_Work item:_ Down to the final line, print the records below exactly and without pictures.

[Provided data — start]

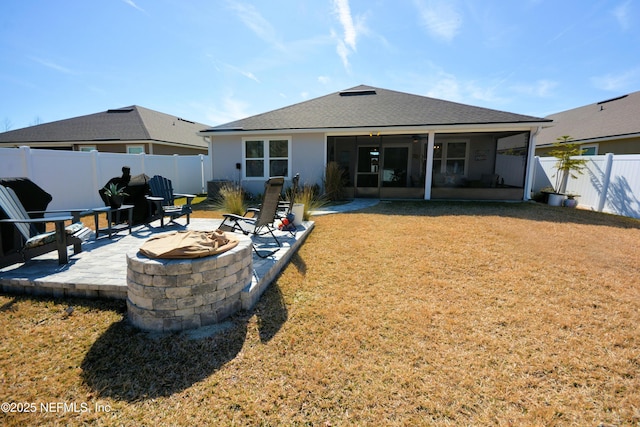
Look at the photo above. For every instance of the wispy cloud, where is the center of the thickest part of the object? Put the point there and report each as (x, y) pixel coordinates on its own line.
(343, 10)
(540, 88)
(618, 82)
(227, 110)
(52, 65)
(440, 17)
(346, 44)
(250, 16)
(220, 66)
(623, 14)
(133, 5)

[Provided data — finish]

_Exercise result:_
Look at the photo above. For every instance of the wispy cloud, where is the center of the thickest part of the object? Put the point there and report each as (x, y) pixel coordinates on its own line.
(343, 10)
(540, 88)
(618, 82)
(227, 110)
(52, 65)
(440, 17)
(346, 44)
(250, 16)
(220, 66)
(623, 14)
(133, 5)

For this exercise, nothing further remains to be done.